This task calls for the complete listing below, reproduced exactly.
** DATA FOR REVIEW follows **
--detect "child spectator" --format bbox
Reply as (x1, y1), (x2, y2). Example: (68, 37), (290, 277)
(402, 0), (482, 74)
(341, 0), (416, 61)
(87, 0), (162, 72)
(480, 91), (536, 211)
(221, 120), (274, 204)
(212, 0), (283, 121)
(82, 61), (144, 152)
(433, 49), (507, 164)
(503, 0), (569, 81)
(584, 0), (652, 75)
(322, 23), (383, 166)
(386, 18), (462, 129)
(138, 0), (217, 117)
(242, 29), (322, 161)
** End of DATA FOR REVIEW **
:: SOLUTION TO THE PROBLEM ::
--detect "child spectator" --format bbox
Reply as (x1, y1), (x2, y2). Example: (68, 37), (290, 277)
(402, 0), (482, 74)
(341, 0), (416, 61)
(87, 0), (162, 72)
(480, 91), (536, 211)
(221, 120), (274, 204)
(212, 0), (283, 121)
(82, 61), (144, 152)
(433, 49), (507, 164)
(503, 0), (569, 81)
(584, 0), (652, 75)
(322, 23), (383, 166)
(386, 18), (462, 129)
(138, 0), (217, 117)
(242, 29), (322, 161)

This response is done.